> _Stored data entries_:
============================================================

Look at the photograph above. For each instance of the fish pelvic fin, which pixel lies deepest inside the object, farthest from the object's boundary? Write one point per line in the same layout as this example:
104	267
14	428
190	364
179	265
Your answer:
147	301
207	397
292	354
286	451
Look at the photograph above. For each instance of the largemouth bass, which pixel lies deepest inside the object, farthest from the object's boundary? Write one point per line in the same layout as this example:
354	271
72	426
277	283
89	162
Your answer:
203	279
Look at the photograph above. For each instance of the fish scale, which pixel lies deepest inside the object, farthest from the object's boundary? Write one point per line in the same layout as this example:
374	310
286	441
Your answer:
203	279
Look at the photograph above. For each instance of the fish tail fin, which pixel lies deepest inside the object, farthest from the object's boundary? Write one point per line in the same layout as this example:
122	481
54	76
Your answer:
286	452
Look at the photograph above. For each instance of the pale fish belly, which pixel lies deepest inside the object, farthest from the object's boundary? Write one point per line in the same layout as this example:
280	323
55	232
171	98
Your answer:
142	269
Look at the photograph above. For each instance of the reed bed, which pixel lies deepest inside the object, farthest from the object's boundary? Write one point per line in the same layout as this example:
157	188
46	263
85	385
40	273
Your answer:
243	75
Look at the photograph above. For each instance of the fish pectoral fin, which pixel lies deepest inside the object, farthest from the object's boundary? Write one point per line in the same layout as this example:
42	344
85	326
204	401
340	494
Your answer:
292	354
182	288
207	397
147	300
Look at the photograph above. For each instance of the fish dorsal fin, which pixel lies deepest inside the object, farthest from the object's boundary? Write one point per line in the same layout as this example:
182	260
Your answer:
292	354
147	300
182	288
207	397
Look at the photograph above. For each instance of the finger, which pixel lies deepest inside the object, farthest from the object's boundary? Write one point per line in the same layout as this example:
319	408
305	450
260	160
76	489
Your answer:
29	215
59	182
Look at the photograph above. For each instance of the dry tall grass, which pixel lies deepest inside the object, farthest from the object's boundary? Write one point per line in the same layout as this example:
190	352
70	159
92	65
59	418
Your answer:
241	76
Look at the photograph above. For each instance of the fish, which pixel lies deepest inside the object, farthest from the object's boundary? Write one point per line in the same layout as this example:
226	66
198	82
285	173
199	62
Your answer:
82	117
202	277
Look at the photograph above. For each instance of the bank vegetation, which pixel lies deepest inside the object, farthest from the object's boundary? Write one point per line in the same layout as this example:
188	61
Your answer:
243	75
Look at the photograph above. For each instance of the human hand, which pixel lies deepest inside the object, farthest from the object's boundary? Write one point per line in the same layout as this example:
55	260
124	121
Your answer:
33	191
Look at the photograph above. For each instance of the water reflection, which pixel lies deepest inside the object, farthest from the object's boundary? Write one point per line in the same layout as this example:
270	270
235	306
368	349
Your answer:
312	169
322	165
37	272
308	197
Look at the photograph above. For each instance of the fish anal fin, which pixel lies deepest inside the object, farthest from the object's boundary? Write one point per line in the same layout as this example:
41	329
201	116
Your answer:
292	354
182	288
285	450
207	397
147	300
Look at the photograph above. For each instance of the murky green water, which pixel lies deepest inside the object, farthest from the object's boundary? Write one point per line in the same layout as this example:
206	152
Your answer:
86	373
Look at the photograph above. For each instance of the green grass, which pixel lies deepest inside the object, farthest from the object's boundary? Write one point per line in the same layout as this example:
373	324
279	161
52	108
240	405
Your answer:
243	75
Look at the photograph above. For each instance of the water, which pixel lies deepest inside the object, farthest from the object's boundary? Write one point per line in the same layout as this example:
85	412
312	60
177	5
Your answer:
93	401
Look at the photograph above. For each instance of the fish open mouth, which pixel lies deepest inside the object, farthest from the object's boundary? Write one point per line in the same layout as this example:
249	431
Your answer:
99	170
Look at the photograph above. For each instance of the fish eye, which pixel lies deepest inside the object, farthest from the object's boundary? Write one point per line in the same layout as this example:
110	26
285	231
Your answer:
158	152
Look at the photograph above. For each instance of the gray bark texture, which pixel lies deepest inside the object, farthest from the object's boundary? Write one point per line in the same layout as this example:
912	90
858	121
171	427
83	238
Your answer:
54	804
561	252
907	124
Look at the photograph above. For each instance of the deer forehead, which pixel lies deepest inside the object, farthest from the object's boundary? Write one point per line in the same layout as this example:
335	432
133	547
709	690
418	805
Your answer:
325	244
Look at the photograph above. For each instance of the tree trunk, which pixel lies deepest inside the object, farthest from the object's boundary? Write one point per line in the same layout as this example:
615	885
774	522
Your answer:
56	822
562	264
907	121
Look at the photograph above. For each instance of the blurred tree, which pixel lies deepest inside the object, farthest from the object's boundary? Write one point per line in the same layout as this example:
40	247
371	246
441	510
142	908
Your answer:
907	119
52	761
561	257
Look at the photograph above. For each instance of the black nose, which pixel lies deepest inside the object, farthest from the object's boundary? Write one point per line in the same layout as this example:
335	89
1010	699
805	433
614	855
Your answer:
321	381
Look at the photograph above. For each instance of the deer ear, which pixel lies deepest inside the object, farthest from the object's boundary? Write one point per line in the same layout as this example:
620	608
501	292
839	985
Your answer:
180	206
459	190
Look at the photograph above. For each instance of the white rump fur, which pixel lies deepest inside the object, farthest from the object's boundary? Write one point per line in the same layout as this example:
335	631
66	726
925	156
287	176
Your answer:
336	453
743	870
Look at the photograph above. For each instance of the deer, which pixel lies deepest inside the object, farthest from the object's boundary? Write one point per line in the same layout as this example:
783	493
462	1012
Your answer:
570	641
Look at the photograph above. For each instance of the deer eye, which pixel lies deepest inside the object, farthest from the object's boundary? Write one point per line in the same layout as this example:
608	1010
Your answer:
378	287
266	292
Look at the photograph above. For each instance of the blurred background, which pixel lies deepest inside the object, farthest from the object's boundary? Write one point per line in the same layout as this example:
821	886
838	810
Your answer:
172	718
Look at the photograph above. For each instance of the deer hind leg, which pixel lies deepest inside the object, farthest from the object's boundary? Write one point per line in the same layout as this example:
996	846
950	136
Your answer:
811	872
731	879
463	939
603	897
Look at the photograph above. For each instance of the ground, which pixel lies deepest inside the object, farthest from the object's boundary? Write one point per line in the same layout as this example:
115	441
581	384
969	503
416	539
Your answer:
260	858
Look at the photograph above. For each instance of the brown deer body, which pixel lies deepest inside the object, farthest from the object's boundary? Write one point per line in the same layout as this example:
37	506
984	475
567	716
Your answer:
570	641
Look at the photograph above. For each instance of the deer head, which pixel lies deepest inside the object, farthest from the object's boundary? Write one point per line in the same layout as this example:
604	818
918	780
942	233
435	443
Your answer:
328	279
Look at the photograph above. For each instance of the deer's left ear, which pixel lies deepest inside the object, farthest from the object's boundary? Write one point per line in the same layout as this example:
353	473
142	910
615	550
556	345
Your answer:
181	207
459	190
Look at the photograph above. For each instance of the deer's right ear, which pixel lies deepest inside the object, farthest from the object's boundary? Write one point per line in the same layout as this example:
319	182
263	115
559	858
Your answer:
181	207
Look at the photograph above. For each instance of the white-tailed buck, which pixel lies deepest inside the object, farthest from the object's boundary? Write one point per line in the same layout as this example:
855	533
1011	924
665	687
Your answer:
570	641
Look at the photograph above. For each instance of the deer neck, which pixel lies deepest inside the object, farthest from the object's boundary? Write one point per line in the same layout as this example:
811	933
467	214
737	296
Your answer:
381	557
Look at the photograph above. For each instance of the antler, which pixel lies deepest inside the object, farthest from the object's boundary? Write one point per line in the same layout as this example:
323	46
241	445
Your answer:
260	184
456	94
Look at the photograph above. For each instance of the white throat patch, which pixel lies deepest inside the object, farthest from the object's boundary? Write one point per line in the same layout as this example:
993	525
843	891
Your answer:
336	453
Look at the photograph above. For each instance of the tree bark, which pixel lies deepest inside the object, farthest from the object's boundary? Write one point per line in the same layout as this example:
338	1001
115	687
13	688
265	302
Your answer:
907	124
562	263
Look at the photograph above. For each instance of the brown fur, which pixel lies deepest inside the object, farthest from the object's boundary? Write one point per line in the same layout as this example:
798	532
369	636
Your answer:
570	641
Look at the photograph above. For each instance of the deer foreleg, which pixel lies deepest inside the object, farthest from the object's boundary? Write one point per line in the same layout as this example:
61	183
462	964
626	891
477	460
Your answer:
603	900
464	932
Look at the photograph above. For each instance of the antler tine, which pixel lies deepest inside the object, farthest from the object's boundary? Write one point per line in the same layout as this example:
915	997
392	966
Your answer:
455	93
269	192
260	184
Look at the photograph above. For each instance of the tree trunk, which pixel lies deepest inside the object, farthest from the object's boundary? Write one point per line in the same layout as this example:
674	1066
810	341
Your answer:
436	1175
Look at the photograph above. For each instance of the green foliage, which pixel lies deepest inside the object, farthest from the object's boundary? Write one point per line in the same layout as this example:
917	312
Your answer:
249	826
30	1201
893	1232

============================================================

> _Task brief_:
Would you please copy every line in the data that contains the word "green"?

> _Result for this task_:
Look at the photograph above. For each instance of the murky green water, which pixel lies deepest inside the object, farthest from the object's boundary? Write one point per line in the same layout as this example:
Look at the photograph above. For each instance of the green grass, which pixel lies deepest inside the object, farthest from the object's boundary? Write one point per line in the same layout as this example:
Look at the photograph above. For each instance of the green foliage, which pixel lies deepest inside the object, farthest from the object's boundary? Write one point per line in the same layout as this example:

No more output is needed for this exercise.